→ PROBLEMS TO SOLVE
a – Duplicate the passage from the market report below, starting with "The continuing impact" and going on through "Second World War.".
b – Go on with the market report on the FTSE 100's drop, picking up after its last sentence.

→ TEXT PROVIDED
[Start of Attachment]
The optimism that followed the US Federal Reserve meeting last Wednesday feels a long way off on Monday morning as the FTSE 100 dropped to its lowest levels since mid-March.
The continuing impact of Beijing’s zero-Covid policy in China and concerns about the Fed’s next moves are helping to pile the pressure on markets.
“The impact of Chinese restrictions was reflected in export growth hitting two-year lows in April – in effect back where we were near the start of the pandemic,” says AJ Bell investment director Russ Mould.
“And investors are getting an unnerving reminder of the current geopolitical risks as Russian President Vladimir Putin leads anniversary celebrations in Moscow to mark the Soviet victory against the Nazis in the Second World War.
“This show of strength, as Russia displays its military arsenal, belies the weakness of the country’s position; isolated and stuck in a grinding conflict in Ukraine. However, it certainly sharpens focus on the wider threat the nuclear power can still pose.
“The market reaction to the departure of Rightmove chief executive Peter Brooks-Johnson demonstrated the esteem in which he has been held by investors as the shares fell on the news.
“He has been with the company since 2006, took charge in May 2017 and has led the company successfully through the disruption caused by the pandemic and the competitive threat posed by challengers like OnTheMarket and Zoopla.
[End of Attachment]
→ RAW DATA
[Start of Attachment]
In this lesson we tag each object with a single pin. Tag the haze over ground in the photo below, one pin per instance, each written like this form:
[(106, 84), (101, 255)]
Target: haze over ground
[End of Attachment]
[Start of Attachment]
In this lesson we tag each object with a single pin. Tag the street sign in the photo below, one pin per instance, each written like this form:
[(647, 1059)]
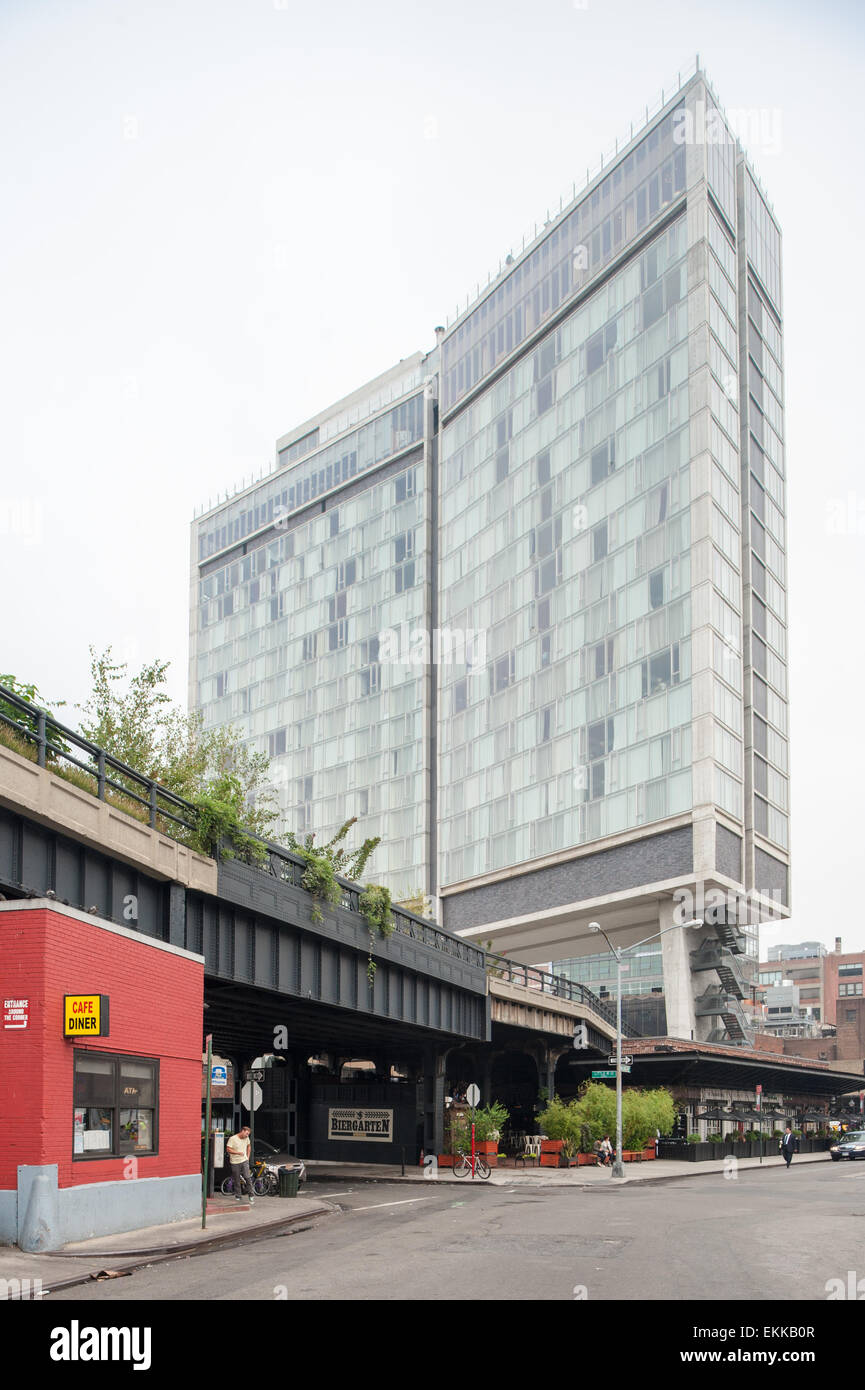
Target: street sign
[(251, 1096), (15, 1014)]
[End of Attachment]
→ EXERCISE RESULTS
a –
The continuing impact of Beijing’s zero-Covid policy in China and concerns about the Fed’s next moves are helping to pile the pressure on markets.
“The impact of Chinese restrictions was reflected in export growth hitting two-year lows in April – in effect back where we were near the start of the pandemic,” says AJ Bell investment director Russ Mould.
“And investors are getting an unnerving reminder of the current geopolitical risks as Russian President Vladimir Putin leads anniversary celebrations in Moscow to mark the Soviet victory against the Nazis in the Second World War.

b –
“There may be some disappointment that there isn’t a ready-made replacement on hand, in the same way there was when Brooks-Johnson replaced Nick McKittrick five years ago.
“Whoever comes in next could face a tricky backdrop, with the property market looking increasingly challenged. Rightmove’s leading position should help and arguably its services might be even more crucial if estate agents have to work harder to generates sales.
“That said, much of its growth in recent years, bar the period when the housing sector went into a Covid-dictated deep freeze, has been driven by charging agents higher subscription fees. This could become increasingly difficult if the agents themselves are feeling the pinch.
“Talks between Shaftesbury and Capital & Counties over a merger look logical given both are focused on the West End and both have had to endure a big drop in tourist numbers and wider footfall in central London during Covid.
“Add in the fact that Capital & Counties already has a decent-sized stake in Shaftesbury and this looks like a marriage made in heaven.”